# EXERCISE
Tell whether each of these statements agrees with the passage on time delays in SARS-CoV-2 infection, answering yes or no and quoting the passage's deciding words. 1. The basic reproduction number rises as the time delays grow. 2. The numerical results matched the theoretical ones. 3. Sufficiently large time delays lead to SARS-CoV-2 being controlled and disappearing.

# SUPPLIED PASSAGE
________________________________________
We performed numerical simulations for the model and found that both the numerical and theoretical results are consistent. We studied the effect of time delays on the global dynamical properties of the model. We note that ${\mathcal{R}}_0$ is a decreasing function on time delays ${\tau }_1$, ${\tau }_2$, ${\tau }_3$, and ${\tau }_4$. When all other parameters are fixed and delays are sufficiently large, ${\mathcal{R}}_0$ becomes less than one, which makes the healthy steady state $S{S}_0$ globally asymptotically stable. From a biological viewpoint, time delays play positive roles in the SARS-CoV-2 infection process in order to eliminate the virus. Sufficiently large time delays slow down SARS-CoV-2’s development, and SARS-CoV-2 is controlled and disappears. This offers some suggestions on new drugs to prolong the time for the formation of latent infected epithelial cells, the time for the formation of active infected epithelial cells, the time for the activation of latent infected epithelial cells, or the time for SARS-CoV-2 particles to mature (infectious).
________________________________________
# Collected data entries
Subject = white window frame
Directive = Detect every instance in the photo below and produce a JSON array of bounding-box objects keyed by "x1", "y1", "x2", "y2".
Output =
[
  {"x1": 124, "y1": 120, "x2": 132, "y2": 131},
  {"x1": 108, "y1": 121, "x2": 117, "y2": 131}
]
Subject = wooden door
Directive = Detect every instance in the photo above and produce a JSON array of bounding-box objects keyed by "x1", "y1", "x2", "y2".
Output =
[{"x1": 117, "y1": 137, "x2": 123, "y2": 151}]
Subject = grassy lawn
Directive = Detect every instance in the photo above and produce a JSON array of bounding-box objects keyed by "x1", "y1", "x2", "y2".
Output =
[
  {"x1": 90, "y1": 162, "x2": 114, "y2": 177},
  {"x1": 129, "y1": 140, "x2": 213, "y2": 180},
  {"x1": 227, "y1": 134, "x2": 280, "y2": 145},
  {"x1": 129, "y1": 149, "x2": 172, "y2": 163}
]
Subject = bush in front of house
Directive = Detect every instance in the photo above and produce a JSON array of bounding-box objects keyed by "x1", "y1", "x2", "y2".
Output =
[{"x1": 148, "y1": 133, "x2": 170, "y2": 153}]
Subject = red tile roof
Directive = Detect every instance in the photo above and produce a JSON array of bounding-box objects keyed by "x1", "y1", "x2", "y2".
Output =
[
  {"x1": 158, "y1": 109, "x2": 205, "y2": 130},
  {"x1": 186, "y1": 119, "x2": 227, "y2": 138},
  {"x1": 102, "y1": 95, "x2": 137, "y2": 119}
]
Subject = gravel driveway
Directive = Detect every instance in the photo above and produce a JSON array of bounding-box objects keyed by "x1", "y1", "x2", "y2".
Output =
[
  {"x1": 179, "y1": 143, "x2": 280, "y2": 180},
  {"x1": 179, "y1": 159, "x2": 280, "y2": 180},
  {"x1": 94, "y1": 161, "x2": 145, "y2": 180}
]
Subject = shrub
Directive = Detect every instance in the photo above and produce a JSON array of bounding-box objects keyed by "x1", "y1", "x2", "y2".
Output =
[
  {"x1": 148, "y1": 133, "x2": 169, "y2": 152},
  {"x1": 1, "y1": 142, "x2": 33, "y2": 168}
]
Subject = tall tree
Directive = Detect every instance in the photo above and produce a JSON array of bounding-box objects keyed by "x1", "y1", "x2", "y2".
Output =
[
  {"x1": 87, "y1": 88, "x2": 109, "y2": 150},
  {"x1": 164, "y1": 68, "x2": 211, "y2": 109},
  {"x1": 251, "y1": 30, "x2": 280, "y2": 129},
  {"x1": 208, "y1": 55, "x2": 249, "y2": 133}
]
________________________________________
# PROBLEM SOLUTION
1. No: "is a decreasing function on time delays"
2. Yes: "both the numerical and theoretical results are consistent"
3. Yes: "Sufficiently large time delays slow down SARS-CoV-2’s development, and SARS-CoV-2 is controlled and disappears"